# Requirements:
Please give only the number of lines in the rows below that contain the word "black". Matching is case-sensitive.

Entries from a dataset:
- - - - - - -
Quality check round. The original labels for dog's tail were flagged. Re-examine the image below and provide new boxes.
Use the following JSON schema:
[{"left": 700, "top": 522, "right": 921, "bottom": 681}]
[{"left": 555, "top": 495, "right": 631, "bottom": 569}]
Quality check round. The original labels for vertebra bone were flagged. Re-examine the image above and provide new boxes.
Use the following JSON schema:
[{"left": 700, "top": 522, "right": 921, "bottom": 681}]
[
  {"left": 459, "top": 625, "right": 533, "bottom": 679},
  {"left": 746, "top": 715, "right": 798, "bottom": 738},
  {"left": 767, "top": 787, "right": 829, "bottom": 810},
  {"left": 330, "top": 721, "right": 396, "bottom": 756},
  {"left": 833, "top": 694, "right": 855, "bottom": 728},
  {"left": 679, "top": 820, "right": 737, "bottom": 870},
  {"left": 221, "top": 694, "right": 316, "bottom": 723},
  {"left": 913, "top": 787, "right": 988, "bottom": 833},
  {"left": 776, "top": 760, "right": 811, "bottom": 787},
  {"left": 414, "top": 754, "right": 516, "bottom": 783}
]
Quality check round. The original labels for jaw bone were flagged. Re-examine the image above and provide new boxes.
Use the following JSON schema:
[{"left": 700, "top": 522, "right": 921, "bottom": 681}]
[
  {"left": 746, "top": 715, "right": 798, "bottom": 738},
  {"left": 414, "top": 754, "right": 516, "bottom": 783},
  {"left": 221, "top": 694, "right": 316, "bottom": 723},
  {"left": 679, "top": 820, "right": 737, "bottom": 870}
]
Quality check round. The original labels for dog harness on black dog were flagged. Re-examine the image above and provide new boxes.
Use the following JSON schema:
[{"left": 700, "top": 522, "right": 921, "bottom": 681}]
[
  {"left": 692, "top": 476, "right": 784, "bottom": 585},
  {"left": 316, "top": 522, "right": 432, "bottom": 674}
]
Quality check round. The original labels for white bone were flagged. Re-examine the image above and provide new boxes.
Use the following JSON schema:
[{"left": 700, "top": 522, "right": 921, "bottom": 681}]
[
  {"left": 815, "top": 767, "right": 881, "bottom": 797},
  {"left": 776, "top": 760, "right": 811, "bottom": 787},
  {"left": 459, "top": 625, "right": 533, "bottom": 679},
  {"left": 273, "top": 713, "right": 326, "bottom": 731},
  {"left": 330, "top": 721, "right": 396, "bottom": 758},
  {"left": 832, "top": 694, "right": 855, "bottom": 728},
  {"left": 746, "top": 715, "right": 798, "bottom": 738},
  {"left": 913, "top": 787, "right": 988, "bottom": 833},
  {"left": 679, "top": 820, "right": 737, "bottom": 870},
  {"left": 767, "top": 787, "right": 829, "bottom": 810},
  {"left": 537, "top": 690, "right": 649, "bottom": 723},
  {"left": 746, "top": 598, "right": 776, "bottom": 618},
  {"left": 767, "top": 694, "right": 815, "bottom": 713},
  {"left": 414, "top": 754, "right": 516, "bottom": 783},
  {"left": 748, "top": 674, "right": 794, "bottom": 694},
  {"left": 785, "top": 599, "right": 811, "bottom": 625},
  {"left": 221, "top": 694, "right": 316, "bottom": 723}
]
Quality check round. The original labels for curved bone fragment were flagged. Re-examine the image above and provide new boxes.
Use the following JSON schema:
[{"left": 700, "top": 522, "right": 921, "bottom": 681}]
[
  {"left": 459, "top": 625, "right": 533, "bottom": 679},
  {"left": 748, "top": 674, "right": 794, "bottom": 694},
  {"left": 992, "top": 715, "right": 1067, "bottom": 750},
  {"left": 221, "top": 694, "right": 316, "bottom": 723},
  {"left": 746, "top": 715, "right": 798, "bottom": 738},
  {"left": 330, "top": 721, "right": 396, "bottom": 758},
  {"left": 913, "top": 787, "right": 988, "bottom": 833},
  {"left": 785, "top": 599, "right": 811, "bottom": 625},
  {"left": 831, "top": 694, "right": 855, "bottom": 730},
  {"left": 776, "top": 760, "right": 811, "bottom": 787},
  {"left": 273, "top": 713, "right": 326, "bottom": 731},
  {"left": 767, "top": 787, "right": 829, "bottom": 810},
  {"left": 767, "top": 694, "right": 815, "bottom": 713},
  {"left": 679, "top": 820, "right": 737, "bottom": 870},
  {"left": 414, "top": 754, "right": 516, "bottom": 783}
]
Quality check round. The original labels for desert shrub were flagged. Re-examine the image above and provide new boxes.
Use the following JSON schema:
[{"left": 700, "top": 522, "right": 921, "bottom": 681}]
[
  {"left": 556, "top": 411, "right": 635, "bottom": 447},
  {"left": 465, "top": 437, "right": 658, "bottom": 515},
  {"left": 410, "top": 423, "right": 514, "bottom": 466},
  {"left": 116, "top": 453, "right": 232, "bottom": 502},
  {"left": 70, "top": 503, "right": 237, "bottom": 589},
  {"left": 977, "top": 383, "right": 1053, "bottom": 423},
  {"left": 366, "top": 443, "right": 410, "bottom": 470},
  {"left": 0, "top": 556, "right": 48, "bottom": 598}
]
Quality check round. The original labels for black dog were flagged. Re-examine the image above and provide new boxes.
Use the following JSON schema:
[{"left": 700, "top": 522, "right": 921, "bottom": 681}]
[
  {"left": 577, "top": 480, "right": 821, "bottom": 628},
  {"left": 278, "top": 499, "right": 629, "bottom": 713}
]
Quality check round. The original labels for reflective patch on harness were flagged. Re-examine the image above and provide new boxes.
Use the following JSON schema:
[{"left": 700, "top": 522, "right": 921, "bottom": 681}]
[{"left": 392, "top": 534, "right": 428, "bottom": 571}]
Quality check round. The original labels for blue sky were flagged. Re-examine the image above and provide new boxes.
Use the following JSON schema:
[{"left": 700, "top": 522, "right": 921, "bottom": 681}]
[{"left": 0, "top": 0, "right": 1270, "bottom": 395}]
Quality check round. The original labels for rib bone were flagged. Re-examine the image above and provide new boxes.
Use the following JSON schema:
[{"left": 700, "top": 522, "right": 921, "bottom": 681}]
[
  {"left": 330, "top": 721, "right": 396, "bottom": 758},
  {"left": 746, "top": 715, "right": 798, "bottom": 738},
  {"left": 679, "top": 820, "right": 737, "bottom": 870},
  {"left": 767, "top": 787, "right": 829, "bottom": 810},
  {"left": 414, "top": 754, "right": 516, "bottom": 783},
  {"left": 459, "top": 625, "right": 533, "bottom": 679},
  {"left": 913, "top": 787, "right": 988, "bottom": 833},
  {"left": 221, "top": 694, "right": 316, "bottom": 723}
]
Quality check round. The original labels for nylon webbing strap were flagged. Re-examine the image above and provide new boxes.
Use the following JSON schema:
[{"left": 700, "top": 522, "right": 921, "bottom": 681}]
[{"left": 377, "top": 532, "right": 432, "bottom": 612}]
- - - - - - -
# Task output:
2